_OBJECTIVE:_
Can you return, word for word, the lines in the records below, from the line containing "Point out every instance of the toilet" through the end of the records?

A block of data
** begin **

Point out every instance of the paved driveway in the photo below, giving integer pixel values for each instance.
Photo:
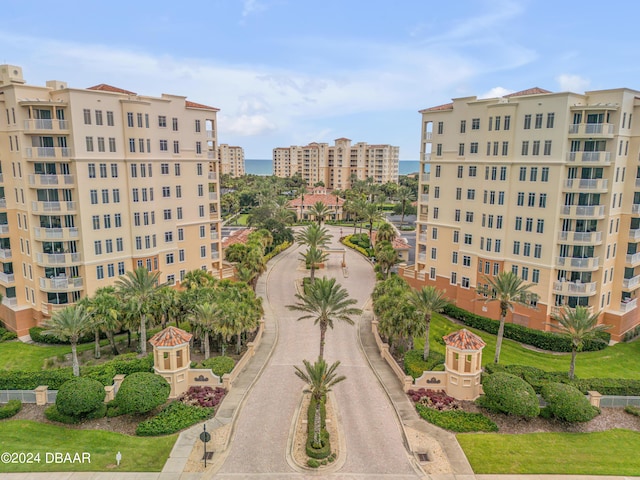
(374, 447)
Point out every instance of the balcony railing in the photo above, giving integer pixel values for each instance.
(586, 184)
(39, 180)
(47, 152)
(577, 262)
(628, 306)
(61, 283)
(588, 211)
(55, 233)
(580, 237)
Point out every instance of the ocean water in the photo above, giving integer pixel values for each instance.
(265, 167)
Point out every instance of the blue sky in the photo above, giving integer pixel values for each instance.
(289, 72)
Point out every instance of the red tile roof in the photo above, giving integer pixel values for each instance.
(189, 104)
(103, 87)
(464, 340)
(170, 337)
(530, 91)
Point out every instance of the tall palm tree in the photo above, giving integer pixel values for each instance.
(326, 301)
(579, 325)
(427, 301)
(320, 380)
(70, 324)
(508, 289)
(404, 195)
(319, 211)
(138, 289)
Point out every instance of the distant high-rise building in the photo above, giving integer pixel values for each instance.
(545, 185)
(231, 160)
(96, 182)
(336, 166)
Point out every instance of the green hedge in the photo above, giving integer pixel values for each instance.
(10, 408)
(173, 418)
(567, 403)
(549, 341)
(414, 365)
(457, 420)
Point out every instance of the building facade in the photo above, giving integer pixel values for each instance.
(546, 185)
(231, 160)
(96, 182)
(336, 166)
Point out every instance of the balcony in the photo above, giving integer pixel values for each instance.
(578, 263)
(627, 306)
(47, 152)
(597, 158)
(48, 180)
(574, 288)
(56, 259)
(59, 207)
(592, 129)
(36, 125)
(583, 211)
(631, 282)
(594, 185)
(591, 238)
(632, 259)
(60, 284)
(40, 233)
(7, 277)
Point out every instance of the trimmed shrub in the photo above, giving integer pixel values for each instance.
(10, 408)
(550, 341)
(141, 392)
(174, 417)
(219, 365)
(509, 394)
(414, 365)
(567, 403)
(457, 420)
(80, 397)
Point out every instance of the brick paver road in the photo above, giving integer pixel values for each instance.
(374, 445)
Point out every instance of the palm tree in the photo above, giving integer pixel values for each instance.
(138, 290)
(70, 324)
(508, 289)
(320, 380)
(326, 301)
(428, 300)
(404, 195)
(579, 325)
(319, 211)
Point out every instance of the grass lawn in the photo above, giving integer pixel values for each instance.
(620, 361)
(614, 452)
(139, 454)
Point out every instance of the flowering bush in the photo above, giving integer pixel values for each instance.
(203, 396)
(435, 399)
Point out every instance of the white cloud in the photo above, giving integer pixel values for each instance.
(572, 83)
(496, 92)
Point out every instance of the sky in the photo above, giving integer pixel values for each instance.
(291, 72)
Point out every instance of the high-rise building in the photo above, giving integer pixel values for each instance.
(96, 182)
(231, 160)
(336, 166)
(546, 185)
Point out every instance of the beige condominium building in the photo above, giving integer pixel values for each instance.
(336, 165)
(231, 160)
(546, 185)
(96, 182)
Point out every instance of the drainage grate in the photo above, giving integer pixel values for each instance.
(423, 457)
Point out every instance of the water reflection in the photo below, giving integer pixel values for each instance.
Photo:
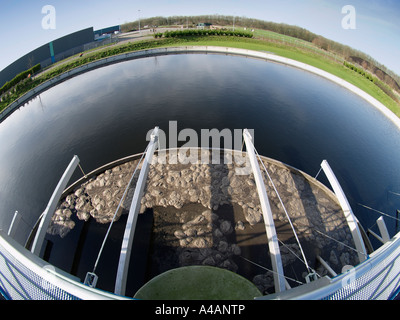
(298, 118)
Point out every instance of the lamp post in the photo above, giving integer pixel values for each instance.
(139, 20)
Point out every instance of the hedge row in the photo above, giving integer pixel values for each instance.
(200, 32)
(21, 76)
(360, 71)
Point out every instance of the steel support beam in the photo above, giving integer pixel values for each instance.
(276, 260)
(123, 265)
(51, 206)
(348, 213)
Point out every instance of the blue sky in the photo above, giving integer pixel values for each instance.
(377, 30)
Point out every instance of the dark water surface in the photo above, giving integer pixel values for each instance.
(299, 118)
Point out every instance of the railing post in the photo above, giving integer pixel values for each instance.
(51, 206)
(348, 213)
(276, 260)
(123, 265)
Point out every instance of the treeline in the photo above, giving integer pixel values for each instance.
(360, 71)
(343, 51)
(205, 32)
(18, 78)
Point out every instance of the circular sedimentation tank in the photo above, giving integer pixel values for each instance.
(205, 214)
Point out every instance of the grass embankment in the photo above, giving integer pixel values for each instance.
(296, 53)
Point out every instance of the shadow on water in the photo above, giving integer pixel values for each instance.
(182, 237)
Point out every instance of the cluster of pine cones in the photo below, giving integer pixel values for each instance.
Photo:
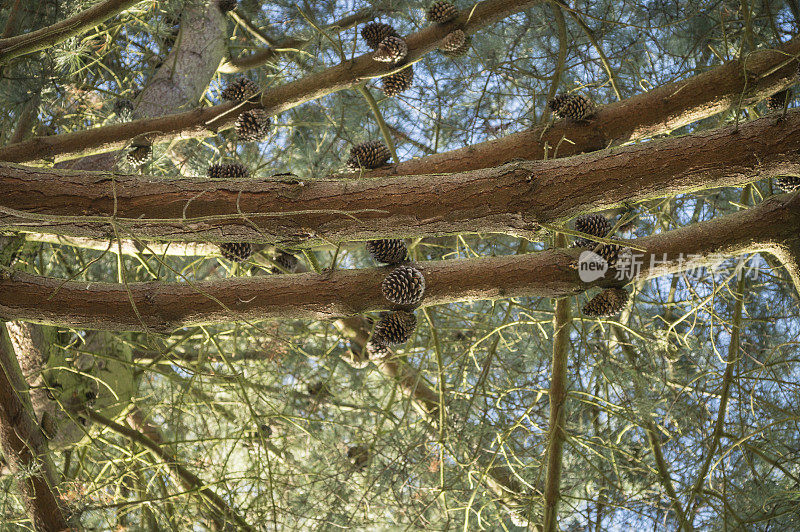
(611, 300)
(404, 288)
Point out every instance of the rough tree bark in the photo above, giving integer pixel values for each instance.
(34, 41)
(510, 199)
(208, 121)
(771, 227)
(24, 445)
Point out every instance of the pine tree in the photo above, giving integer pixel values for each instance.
(293, 386)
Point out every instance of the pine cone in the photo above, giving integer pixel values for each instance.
(607, 303)
(788, 183)
(372, 154)
(227, 171)
(394, 84)
(387, 251)
(227, 5)
(591, 224)
(572, 106)
(139, 155)
(404, 286)
(391, 50)
(375, 32)
(454, 41)
(123, 108)
(442, 12)
(236, 251)
(253, 125)
(394, 328)
(240, 90)
(610, 252)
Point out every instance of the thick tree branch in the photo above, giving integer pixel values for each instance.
(510, 199)
(24, 446)
(208, 121)
(737, 83)
(189, 480)
(12, 47)
(166, 306)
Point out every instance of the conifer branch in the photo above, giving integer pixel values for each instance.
(189, 480)
(35, 41)
(24, 446)
(289, 44)
(509, 199)
(164, 307)
(562, 320)
(209, 121)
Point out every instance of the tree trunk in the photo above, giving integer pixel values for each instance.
(24, 445)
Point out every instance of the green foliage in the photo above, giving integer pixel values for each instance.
(207, 389)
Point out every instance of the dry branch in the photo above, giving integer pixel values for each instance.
(163, 307)
(509, 199)
(46, 37)
(208, 121)
(562, 320)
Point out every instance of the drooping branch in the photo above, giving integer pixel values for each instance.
(189, 480)
(24, 446)
(509, 199)
(167, 306)
(498, 478)
(562, 320)
(208, 121)
(12, 47)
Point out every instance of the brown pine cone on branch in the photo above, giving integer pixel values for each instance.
(369, 155)
(375, 32)
(391, 50)
(573, 106)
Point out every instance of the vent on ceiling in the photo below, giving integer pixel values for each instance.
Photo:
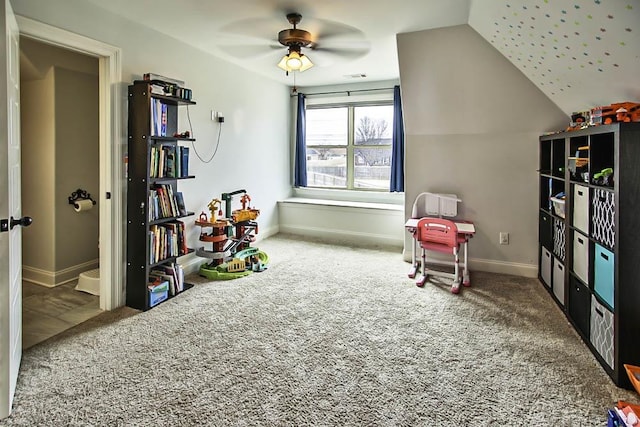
(356, 76)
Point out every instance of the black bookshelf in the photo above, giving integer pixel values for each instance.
(589, 249)
(146, 137)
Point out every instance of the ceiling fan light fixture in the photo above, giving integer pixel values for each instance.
(295, 61)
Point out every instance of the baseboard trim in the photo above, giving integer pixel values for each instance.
(492, 266)
(51, 279)
(513, 268)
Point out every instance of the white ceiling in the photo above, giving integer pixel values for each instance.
(580, 53)
(245, 32)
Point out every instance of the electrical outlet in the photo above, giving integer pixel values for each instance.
(504, 238)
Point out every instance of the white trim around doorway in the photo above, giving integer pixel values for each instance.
(111, 151)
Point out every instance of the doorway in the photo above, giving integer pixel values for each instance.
(60, 153)
(109, 195)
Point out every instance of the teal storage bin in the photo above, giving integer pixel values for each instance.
(604, 275)
(158, 293)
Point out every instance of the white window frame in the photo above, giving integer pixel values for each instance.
(351, 145)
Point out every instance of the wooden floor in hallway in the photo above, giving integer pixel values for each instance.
(48, 311)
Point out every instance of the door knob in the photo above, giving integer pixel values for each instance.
(6, 225)
(25, 221)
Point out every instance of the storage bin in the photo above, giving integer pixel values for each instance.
(558, 238)
(558, 206)
(558, 280)
(581, 208)
(604, 274)
(158, 292)
(545, 266)
(545, 230)
(603, 218)
(581, 256)
(579, 305)
(601, 331)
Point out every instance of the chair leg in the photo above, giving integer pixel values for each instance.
(465, 272)
(423, 277)
(455, 287)
(414, 261)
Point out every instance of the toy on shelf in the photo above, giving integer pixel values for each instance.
(229, 239)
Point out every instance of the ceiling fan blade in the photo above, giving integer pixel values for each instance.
(257, 28)
(253, 51)
(324, 30)
(342, 52)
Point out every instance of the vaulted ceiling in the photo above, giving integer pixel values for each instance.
(580, 53)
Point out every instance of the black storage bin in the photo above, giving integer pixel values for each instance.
(579, 305)
(559, 233)
(546, 230)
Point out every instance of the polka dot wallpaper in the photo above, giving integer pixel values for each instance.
(581, 53)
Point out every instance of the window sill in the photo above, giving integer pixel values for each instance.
(348, 197)
(345, 203)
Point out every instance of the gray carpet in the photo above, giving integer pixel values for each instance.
(328, 335)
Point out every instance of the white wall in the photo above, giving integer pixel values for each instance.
(76, 167)
(37, 133)
(253, 152)
(59, 116)
(472, 122)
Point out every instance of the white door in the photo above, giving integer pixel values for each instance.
(10, 229)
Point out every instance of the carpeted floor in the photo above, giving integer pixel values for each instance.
(328, 335)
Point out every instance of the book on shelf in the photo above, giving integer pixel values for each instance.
(159, 112)
(158, 77)
(184, 161)
(182, 210)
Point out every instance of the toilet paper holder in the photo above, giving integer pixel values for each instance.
(78, 195)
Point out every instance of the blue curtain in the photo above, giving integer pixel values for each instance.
(397, 147)
(300, 178)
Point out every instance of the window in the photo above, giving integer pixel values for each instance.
(349, 146)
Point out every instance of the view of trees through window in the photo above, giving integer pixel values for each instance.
(349, 147)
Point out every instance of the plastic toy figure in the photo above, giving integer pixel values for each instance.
(230, 239)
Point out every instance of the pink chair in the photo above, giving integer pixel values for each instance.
(440, 235)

** end **

_SOLVED PROBLEM:_
Point out every instance of the toilet paper holder in the photo above, giving integer pixel values for each instance.
(78, 195)
Point out every instance of the blue curtain in the photo above, giving integer pixel values for each instance.
(397, 147)
(300, 178)
Point out every instance of the window in the photo above, giving integer pixel values for each instance.
(349, 146)
Point out every instance of the view of trees through window in the photo above, giving integer pixel values for each instance.
(349, 147)
Point out every instance of the plastic toy figure in the photo above, giving integer pixel values for each instance.
(230, 239)
Point out every instance of the pink chair in the photo above, giving integer pixel values for each instance.
(440, 235)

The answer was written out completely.